:: Material supplied ::
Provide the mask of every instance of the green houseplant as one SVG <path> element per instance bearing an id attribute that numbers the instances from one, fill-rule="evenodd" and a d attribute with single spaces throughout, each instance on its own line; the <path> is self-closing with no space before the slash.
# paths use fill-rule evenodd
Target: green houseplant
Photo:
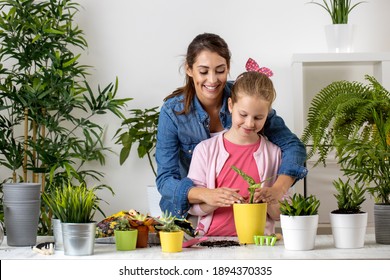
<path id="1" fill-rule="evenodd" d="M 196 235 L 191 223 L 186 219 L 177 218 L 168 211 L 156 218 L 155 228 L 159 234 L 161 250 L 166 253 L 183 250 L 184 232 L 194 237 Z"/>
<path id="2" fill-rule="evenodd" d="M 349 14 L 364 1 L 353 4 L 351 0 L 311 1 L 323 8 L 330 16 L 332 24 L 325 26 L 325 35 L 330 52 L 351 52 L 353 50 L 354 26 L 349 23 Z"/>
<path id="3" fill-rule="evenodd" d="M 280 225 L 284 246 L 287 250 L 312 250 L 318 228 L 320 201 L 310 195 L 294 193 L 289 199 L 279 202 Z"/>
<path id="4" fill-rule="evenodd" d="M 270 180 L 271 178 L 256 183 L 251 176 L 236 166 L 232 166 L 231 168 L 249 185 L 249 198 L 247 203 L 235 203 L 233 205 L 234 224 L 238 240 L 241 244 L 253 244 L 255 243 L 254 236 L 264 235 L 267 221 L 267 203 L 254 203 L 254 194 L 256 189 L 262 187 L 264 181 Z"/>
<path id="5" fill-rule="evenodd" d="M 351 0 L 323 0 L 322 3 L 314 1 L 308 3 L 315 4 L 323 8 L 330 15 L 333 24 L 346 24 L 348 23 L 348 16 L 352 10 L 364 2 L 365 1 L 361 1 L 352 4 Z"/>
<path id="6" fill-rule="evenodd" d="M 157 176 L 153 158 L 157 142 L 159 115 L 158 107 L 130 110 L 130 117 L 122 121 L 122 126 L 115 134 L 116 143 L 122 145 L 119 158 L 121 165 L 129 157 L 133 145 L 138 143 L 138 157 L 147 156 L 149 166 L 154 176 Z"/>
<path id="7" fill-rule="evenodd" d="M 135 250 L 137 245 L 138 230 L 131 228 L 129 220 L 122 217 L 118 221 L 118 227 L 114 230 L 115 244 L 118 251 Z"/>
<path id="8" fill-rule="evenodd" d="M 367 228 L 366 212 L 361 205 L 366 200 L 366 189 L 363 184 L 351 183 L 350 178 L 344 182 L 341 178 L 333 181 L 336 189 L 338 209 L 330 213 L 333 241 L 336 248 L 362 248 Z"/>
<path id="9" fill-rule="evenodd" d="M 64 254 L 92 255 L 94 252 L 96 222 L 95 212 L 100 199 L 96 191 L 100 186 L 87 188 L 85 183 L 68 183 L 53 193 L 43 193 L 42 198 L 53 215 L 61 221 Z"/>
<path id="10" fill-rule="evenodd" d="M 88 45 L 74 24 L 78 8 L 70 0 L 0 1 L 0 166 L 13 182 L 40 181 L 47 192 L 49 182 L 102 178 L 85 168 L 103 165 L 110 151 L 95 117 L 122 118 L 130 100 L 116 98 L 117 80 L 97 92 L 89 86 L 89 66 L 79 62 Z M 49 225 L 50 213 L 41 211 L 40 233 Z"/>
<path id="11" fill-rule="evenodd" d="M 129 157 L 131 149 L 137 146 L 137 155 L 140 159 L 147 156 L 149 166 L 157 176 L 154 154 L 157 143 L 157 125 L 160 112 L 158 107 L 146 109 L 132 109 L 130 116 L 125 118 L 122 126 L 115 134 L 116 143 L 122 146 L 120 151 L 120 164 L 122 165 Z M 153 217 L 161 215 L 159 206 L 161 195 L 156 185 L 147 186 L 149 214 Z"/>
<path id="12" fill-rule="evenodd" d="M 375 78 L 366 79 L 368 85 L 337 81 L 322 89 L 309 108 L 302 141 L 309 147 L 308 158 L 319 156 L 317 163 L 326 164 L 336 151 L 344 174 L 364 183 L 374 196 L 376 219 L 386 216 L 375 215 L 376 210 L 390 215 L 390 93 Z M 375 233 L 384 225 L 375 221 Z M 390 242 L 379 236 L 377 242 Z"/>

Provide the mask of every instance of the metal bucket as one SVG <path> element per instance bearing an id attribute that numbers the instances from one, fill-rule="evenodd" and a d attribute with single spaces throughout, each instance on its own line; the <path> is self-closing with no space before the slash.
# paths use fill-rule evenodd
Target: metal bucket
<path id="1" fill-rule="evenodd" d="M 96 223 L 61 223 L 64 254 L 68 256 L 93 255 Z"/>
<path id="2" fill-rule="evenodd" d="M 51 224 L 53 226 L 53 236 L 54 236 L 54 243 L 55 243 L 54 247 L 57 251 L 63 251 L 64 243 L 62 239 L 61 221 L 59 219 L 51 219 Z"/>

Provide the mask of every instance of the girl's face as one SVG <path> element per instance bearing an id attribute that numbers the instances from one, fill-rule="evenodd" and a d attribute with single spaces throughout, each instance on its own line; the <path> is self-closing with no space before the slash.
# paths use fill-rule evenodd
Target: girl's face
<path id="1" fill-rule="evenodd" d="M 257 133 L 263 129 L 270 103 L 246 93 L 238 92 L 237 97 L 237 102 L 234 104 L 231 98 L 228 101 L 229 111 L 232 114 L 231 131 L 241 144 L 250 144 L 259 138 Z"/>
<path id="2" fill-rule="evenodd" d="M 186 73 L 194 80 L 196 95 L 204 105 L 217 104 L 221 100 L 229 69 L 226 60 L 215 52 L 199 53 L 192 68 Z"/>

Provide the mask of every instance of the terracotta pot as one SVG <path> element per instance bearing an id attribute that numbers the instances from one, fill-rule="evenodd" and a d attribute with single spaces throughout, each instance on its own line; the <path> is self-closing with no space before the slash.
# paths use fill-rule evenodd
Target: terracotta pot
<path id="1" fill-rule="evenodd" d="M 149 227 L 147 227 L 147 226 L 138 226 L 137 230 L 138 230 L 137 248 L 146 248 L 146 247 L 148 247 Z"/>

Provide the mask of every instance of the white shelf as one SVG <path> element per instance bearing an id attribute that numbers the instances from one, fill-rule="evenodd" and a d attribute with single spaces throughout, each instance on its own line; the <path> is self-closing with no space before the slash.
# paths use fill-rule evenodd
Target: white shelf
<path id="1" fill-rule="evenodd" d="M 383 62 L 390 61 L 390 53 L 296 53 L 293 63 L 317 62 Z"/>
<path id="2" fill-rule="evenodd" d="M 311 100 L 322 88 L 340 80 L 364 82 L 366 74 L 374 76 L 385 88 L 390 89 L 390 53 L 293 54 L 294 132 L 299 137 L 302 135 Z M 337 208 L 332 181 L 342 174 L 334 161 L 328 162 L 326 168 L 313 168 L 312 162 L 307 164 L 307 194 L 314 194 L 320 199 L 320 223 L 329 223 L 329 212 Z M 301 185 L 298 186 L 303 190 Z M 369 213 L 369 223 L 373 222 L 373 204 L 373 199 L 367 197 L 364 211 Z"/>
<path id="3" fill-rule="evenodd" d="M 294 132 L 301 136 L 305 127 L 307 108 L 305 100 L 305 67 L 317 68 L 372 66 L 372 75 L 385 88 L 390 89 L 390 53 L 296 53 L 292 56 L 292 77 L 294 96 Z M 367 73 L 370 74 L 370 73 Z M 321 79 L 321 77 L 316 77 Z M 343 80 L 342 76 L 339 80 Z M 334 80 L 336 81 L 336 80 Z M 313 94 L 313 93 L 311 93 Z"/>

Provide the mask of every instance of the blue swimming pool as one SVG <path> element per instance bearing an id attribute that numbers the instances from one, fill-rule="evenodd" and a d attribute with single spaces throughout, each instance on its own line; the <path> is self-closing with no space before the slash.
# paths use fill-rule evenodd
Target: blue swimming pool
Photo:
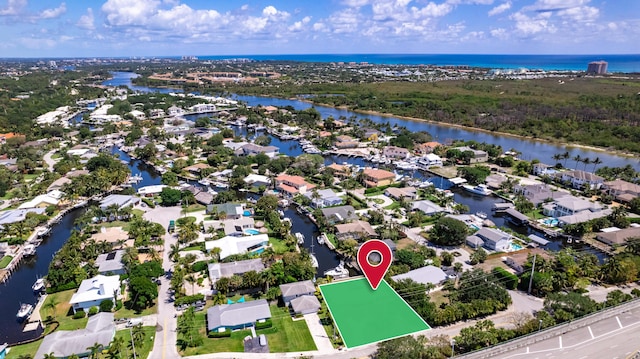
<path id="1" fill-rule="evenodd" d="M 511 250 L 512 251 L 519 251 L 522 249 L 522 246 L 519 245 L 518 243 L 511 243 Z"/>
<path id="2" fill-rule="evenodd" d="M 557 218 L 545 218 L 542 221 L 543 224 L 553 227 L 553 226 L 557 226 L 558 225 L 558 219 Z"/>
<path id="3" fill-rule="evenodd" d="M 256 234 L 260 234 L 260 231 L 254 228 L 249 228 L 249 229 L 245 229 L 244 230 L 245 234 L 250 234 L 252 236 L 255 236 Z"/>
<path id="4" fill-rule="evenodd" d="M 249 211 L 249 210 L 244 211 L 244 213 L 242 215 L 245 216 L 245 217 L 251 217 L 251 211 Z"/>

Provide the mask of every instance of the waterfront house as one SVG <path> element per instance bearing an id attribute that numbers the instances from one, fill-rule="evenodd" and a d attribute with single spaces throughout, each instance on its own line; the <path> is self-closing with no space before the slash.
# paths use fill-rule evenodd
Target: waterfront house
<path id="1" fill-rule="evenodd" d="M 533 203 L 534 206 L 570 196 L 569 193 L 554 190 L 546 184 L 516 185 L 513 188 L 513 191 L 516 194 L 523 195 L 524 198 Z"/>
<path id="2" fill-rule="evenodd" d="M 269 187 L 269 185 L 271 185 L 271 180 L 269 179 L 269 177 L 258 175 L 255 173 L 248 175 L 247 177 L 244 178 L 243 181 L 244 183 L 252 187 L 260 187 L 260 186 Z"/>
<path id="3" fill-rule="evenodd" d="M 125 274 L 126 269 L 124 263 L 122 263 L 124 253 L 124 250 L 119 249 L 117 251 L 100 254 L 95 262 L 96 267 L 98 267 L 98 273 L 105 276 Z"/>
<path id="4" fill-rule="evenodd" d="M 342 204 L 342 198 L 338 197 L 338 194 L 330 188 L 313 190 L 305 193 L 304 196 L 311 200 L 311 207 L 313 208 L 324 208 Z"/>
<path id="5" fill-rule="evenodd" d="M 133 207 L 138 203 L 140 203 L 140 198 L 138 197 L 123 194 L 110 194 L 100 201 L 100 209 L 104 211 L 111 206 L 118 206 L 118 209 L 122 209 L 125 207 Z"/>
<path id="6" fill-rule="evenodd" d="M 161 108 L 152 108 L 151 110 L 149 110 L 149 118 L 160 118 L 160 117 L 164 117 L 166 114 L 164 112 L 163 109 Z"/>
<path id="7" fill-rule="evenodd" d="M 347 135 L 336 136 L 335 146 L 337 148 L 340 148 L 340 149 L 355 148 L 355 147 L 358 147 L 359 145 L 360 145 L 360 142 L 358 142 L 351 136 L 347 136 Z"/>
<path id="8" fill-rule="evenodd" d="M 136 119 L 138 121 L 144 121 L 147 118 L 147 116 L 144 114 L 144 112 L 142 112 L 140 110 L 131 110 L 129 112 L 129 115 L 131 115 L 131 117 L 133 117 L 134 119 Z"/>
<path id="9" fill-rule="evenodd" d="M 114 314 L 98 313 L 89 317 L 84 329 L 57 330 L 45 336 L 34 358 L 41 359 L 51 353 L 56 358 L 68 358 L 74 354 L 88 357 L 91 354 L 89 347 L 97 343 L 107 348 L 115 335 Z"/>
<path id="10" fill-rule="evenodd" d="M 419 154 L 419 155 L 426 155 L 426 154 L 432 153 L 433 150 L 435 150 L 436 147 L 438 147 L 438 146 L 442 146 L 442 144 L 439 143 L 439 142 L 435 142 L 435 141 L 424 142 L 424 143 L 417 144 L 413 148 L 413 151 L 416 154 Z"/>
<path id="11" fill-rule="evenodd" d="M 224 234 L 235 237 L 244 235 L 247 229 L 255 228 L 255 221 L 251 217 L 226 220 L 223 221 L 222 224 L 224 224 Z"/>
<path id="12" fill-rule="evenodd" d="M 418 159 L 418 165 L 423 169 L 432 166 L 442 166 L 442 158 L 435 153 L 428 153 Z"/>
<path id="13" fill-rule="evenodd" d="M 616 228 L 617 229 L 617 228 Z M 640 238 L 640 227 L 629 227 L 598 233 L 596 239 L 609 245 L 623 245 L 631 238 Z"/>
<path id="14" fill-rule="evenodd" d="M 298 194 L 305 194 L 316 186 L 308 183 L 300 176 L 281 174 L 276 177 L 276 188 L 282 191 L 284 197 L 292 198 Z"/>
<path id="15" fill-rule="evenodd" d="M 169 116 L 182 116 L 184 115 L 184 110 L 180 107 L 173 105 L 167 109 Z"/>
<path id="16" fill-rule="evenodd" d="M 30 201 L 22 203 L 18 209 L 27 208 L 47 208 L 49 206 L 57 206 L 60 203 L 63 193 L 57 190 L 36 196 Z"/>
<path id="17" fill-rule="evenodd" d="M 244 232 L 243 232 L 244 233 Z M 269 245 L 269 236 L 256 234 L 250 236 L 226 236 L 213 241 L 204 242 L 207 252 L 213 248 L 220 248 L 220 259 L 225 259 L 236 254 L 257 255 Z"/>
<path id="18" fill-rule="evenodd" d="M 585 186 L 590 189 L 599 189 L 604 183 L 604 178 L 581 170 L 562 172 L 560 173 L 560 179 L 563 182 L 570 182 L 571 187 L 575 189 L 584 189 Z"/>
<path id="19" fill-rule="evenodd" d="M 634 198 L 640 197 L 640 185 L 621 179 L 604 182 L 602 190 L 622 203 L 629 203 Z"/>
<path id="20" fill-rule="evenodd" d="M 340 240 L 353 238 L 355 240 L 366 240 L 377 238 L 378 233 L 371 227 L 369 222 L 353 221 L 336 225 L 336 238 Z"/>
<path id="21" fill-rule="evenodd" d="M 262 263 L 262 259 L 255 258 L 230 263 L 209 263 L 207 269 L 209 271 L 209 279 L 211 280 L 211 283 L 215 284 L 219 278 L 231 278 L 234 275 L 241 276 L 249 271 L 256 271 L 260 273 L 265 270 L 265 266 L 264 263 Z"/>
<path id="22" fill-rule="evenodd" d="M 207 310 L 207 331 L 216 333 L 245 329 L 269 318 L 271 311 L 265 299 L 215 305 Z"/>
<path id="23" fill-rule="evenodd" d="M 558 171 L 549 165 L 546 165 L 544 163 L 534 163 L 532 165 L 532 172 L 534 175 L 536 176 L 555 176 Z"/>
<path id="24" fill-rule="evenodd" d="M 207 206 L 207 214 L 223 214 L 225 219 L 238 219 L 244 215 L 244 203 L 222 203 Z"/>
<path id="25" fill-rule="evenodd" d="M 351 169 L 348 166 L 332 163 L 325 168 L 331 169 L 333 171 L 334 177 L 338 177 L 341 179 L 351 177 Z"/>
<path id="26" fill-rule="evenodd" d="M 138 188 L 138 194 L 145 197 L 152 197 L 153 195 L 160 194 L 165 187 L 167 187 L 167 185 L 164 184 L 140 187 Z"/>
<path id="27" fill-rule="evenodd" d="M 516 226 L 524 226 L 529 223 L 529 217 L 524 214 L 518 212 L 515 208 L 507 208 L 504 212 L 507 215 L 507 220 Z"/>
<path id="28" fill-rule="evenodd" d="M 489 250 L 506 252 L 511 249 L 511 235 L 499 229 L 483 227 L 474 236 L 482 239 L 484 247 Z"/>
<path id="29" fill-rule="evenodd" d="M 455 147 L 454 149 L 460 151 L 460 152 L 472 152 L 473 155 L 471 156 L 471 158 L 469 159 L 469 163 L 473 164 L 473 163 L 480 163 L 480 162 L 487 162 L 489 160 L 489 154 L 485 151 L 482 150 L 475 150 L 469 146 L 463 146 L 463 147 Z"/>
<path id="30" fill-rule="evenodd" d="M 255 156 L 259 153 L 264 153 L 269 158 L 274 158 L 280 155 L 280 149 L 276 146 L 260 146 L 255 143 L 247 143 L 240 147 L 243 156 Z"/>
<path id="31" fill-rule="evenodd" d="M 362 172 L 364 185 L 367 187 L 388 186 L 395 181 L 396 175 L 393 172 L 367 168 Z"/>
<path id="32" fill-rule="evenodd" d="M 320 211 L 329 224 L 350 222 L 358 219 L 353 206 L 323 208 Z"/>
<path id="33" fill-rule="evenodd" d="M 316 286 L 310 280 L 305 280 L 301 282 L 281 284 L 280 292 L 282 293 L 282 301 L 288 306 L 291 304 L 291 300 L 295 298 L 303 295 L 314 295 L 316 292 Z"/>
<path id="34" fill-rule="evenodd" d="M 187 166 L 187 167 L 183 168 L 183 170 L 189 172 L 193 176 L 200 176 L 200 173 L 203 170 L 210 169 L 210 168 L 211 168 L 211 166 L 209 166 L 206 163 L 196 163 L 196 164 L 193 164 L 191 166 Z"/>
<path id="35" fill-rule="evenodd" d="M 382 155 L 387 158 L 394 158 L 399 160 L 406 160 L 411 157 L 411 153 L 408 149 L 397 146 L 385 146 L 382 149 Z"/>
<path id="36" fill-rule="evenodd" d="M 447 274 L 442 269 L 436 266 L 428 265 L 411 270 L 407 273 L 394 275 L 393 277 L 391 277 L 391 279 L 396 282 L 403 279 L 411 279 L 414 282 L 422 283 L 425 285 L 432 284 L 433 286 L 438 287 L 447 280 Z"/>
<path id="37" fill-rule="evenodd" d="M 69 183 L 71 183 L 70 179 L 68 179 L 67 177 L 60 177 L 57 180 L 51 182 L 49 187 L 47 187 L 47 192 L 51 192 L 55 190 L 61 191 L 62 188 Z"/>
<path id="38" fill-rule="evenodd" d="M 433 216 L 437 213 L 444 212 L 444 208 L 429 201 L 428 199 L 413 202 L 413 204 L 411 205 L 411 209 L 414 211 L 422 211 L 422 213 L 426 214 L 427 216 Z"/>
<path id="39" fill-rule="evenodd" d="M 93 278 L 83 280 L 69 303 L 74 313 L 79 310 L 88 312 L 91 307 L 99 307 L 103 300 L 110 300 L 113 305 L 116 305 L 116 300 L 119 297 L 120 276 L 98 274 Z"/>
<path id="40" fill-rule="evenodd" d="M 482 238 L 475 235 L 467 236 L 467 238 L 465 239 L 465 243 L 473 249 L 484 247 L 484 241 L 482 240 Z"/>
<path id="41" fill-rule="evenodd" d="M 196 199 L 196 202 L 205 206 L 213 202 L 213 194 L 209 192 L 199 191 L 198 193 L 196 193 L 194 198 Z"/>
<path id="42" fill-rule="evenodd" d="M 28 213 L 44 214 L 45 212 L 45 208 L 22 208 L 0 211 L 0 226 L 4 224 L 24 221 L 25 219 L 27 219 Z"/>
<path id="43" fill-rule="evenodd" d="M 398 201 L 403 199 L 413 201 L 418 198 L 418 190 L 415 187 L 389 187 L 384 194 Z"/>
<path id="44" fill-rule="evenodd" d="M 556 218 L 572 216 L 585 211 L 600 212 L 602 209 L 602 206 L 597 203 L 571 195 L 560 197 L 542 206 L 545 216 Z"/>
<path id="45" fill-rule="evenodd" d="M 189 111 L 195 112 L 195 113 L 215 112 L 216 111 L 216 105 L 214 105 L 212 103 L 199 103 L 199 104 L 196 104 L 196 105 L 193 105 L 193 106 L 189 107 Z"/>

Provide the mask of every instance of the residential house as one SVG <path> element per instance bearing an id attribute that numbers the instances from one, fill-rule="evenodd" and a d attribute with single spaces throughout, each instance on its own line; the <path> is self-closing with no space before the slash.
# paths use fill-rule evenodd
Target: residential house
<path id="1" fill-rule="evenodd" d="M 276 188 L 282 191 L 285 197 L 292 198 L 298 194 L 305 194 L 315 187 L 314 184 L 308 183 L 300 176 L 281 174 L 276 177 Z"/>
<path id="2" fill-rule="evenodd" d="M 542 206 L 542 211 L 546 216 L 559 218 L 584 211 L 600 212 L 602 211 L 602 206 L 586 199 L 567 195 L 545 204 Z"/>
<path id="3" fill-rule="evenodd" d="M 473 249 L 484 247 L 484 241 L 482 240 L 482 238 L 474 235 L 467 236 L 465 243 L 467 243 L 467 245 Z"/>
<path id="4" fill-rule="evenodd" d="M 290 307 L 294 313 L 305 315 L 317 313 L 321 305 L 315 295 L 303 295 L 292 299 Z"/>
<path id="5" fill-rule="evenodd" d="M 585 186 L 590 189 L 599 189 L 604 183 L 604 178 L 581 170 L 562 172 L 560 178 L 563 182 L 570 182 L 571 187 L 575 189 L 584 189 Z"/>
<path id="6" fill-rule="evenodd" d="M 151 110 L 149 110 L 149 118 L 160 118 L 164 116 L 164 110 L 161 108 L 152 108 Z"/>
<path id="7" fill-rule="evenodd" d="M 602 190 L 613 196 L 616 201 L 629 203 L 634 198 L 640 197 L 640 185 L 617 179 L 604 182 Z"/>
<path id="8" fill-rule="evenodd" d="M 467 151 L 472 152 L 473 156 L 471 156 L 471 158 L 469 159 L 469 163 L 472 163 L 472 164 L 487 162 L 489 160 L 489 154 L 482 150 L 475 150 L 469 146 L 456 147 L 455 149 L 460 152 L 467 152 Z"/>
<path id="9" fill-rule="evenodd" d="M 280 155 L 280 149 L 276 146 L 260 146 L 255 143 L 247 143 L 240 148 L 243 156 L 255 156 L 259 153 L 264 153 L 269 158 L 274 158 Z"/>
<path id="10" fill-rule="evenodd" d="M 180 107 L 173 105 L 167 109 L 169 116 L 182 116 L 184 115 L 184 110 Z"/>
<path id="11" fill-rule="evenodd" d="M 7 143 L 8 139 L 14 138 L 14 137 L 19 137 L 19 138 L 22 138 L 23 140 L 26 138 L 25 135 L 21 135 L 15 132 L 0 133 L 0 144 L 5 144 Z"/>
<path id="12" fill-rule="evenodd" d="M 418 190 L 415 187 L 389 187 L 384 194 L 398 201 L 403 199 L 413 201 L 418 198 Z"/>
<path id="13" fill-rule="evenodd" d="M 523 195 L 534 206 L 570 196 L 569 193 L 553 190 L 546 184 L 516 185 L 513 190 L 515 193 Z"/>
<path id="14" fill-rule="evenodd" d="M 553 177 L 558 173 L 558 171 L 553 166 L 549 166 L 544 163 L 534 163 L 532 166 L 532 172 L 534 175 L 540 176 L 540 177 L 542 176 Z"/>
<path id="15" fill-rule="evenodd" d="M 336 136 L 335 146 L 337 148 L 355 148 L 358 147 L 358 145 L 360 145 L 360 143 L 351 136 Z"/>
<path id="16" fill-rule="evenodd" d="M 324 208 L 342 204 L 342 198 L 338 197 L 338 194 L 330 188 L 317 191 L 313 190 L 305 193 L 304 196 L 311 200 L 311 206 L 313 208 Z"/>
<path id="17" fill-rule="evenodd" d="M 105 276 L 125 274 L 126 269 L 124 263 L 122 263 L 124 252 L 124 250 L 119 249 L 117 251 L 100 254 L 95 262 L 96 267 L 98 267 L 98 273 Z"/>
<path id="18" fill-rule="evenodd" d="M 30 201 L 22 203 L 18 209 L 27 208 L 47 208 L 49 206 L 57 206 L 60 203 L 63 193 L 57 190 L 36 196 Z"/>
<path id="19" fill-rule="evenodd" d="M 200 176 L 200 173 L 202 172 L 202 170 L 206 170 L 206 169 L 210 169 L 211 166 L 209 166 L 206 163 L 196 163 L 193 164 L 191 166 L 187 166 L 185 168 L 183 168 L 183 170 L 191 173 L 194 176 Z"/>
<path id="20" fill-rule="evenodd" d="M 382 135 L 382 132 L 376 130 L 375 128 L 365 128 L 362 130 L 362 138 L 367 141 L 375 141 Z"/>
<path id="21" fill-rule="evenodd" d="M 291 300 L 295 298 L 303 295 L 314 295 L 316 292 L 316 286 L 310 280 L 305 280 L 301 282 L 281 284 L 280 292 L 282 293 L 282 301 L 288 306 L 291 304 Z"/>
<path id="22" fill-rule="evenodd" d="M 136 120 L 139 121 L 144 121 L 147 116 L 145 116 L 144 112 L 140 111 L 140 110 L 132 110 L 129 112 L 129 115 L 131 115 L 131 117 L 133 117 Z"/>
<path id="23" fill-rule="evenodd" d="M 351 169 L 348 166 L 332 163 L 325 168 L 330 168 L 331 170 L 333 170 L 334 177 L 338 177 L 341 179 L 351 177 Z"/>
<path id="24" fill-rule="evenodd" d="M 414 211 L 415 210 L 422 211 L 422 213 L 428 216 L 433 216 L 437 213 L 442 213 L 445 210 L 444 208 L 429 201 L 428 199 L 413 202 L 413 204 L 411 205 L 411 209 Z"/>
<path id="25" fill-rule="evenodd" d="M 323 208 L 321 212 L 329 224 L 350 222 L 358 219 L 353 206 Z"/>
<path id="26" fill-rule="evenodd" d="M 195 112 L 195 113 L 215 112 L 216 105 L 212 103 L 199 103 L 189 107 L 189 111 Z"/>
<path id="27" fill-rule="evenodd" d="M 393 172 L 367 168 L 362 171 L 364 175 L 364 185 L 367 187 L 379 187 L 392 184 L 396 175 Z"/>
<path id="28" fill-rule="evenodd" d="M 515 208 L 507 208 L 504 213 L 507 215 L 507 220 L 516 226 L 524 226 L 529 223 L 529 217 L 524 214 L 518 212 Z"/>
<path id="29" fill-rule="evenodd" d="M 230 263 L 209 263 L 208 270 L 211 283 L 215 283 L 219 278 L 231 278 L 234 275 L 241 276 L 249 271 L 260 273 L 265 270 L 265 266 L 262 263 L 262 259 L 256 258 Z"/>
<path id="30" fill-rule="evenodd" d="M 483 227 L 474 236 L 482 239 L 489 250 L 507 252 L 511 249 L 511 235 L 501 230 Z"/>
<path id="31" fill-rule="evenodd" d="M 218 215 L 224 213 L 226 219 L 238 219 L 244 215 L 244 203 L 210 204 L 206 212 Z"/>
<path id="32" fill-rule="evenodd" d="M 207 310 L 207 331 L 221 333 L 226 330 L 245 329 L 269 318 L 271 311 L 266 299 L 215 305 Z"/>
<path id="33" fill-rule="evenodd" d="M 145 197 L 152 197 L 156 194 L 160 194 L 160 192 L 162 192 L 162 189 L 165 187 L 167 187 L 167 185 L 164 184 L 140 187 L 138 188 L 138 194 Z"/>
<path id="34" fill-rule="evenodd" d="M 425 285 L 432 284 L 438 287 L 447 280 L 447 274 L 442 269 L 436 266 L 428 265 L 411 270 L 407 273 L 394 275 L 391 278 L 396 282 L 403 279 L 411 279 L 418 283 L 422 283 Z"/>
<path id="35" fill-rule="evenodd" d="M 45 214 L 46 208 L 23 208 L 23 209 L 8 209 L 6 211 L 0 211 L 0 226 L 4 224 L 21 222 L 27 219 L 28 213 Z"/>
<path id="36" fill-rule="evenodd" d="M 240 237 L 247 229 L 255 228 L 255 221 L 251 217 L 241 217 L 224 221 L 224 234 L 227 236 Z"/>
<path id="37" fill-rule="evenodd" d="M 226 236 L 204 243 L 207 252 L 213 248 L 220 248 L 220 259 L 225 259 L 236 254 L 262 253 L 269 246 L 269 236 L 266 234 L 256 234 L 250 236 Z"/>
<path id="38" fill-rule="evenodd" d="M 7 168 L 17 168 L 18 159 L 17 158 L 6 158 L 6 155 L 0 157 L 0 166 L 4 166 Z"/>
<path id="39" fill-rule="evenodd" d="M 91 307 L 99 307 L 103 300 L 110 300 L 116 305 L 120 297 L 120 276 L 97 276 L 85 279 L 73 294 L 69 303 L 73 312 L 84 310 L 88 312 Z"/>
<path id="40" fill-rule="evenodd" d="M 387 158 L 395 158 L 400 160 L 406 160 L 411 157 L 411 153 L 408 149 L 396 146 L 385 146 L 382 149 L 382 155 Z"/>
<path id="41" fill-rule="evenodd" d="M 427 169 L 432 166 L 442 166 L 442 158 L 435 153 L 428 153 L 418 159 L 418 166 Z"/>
:::
» **Assigned task**
A line in the material may hold the string "terracotta". Report how many do, and write only the number.

» **Written solution**
2